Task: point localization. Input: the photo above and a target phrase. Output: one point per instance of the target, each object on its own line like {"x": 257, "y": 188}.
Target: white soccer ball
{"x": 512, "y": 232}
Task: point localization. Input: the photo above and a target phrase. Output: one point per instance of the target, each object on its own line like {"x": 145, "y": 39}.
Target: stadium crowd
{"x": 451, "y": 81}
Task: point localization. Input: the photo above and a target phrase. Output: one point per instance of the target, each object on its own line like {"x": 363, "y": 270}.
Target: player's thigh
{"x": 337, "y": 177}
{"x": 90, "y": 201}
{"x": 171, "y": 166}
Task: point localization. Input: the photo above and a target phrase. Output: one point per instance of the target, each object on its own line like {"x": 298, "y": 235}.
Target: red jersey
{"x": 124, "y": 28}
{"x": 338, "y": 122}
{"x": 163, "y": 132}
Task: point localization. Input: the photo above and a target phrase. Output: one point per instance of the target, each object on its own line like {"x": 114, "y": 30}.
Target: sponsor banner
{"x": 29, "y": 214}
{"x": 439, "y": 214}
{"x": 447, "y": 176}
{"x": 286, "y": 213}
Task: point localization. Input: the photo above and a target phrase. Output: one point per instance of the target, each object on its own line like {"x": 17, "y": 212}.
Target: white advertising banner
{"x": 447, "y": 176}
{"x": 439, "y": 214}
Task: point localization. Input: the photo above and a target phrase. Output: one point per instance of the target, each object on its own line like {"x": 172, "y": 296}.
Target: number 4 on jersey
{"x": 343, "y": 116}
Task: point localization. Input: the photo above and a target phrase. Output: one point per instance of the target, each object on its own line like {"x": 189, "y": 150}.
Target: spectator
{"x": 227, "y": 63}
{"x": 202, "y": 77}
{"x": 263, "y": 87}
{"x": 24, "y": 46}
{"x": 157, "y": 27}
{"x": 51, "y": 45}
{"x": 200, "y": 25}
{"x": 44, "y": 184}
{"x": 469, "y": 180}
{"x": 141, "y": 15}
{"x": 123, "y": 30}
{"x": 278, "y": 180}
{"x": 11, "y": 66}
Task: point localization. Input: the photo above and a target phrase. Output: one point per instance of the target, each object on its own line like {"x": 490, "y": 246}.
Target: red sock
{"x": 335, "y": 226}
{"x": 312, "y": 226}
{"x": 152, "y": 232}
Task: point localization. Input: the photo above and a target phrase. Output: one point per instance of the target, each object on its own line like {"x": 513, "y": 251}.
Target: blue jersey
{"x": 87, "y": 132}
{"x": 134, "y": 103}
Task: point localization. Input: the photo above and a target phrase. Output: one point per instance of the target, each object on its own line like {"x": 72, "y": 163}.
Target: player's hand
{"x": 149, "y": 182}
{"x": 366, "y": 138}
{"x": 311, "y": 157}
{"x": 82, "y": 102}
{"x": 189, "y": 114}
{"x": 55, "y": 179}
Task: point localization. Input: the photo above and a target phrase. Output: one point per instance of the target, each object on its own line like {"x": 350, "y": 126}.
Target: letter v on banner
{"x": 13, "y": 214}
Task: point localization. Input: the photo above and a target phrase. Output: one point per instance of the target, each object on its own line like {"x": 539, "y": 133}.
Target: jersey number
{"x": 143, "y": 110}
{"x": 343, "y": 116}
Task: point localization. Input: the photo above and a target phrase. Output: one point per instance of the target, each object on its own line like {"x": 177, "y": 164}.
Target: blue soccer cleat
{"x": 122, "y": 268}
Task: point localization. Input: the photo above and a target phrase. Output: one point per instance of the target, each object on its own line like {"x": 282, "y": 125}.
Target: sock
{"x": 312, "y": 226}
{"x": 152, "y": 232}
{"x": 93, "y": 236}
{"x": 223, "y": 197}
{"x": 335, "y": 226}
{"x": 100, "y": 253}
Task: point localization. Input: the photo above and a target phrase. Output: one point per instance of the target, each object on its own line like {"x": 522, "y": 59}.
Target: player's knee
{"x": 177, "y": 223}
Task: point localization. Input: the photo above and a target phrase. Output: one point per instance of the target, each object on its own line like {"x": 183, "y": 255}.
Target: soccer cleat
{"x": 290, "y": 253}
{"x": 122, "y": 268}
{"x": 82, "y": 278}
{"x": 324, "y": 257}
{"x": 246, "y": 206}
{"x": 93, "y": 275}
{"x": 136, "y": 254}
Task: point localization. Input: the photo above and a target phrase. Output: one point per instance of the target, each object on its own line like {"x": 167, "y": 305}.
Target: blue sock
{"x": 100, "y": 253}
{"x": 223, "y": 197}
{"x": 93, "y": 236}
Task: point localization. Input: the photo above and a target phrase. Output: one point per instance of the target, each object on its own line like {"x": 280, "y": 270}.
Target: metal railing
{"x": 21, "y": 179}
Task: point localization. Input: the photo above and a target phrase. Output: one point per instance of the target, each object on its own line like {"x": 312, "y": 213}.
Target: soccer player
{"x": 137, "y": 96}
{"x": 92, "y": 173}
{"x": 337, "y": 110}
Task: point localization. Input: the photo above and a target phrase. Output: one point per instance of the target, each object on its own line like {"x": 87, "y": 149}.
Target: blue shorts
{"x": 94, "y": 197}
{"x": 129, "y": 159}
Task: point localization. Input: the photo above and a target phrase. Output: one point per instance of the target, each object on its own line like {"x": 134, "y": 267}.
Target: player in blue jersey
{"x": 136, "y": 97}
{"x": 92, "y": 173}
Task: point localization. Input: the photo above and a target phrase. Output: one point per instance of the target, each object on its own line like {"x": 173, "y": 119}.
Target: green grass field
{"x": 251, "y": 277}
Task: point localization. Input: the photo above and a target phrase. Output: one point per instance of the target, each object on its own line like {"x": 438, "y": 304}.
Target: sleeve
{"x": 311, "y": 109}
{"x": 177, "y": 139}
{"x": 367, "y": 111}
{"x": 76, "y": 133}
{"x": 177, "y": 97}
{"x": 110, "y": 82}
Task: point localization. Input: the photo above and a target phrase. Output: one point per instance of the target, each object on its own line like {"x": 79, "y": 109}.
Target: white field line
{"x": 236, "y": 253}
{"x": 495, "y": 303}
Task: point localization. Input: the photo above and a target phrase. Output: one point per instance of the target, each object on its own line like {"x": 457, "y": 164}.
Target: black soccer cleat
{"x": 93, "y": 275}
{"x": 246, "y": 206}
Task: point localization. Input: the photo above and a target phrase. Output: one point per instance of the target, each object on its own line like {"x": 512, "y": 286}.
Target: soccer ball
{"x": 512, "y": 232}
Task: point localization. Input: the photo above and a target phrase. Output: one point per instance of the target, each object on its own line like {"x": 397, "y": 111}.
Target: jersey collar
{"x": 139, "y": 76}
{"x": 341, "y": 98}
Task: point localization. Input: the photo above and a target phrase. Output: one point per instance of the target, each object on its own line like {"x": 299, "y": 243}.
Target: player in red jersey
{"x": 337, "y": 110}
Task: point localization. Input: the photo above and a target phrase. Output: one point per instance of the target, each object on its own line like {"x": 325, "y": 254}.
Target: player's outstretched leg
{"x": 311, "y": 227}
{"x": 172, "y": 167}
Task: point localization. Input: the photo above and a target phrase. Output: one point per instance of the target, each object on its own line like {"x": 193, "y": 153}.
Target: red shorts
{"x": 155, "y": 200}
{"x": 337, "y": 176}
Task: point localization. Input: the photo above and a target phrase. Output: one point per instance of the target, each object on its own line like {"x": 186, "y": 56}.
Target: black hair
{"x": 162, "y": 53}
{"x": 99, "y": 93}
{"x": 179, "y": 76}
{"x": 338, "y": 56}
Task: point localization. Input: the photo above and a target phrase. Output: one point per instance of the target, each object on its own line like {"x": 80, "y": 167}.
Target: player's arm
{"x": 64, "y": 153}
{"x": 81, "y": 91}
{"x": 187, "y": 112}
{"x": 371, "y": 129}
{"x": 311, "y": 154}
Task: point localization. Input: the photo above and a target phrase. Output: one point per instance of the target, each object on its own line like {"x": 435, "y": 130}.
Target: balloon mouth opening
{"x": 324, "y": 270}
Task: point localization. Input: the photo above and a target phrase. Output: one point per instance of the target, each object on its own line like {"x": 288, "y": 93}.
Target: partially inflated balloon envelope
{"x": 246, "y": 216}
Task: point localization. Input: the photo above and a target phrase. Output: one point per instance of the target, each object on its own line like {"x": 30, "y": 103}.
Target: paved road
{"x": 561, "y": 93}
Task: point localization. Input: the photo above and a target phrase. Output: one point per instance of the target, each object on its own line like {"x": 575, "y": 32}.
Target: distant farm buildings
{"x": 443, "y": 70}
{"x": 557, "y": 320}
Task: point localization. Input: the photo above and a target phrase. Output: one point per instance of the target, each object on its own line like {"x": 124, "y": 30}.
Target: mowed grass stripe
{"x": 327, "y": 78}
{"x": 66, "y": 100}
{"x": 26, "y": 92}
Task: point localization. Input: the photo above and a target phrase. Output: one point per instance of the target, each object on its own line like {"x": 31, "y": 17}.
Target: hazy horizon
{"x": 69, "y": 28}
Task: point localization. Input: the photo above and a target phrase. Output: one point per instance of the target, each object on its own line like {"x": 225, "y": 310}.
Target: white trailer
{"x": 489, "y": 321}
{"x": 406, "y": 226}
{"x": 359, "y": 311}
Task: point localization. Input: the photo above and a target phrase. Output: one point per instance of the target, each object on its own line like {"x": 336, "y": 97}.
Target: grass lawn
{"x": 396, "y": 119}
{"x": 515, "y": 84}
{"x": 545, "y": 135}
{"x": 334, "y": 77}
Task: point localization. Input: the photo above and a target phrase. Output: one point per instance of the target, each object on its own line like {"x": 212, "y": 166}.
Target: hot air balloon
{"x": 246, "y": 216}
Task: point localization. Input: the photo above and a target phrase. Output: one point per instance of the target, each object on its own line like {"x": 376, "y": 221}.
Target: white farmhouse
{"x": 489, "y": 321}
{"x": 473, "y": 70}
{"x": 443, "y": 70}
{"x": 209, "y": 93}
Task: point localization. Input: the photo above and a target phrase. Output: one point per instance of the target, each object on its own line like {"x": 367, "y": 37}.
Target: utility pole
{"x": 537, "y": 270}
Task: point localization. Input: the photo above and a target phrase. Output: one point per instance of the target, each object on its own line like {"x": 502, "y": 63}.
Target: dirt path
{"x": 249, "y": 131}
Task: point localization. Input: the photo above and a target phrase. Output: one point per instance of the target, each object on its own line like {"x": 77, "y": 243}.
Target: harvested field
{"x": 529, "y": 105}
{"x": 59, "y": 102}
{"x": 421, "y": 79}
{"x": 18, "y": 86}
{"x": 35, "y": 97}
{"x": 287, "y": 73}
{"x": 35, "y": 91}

= = = = =

Your answer must consist only of the lines from the one containing "Target: dirt path" through the last line of the data above, both included, exactly as written.

Target: dirt path
{"x": 249, "y": 131}
Task: point localization. Input: the photo above and a target phrase. Output: one point per instance of the target, each object on its own line like {"x": 77, "y": 243}.
Target: harvested field
{"x": 529, "y": 105}
{"x": 59, "y": 102}
{"x": 421, "y": 79}
{"x": 18, "y": 86}
{"x": 35, "y": 97}
{"x": 287, "y": 73}
{"x": 35, "y": 91}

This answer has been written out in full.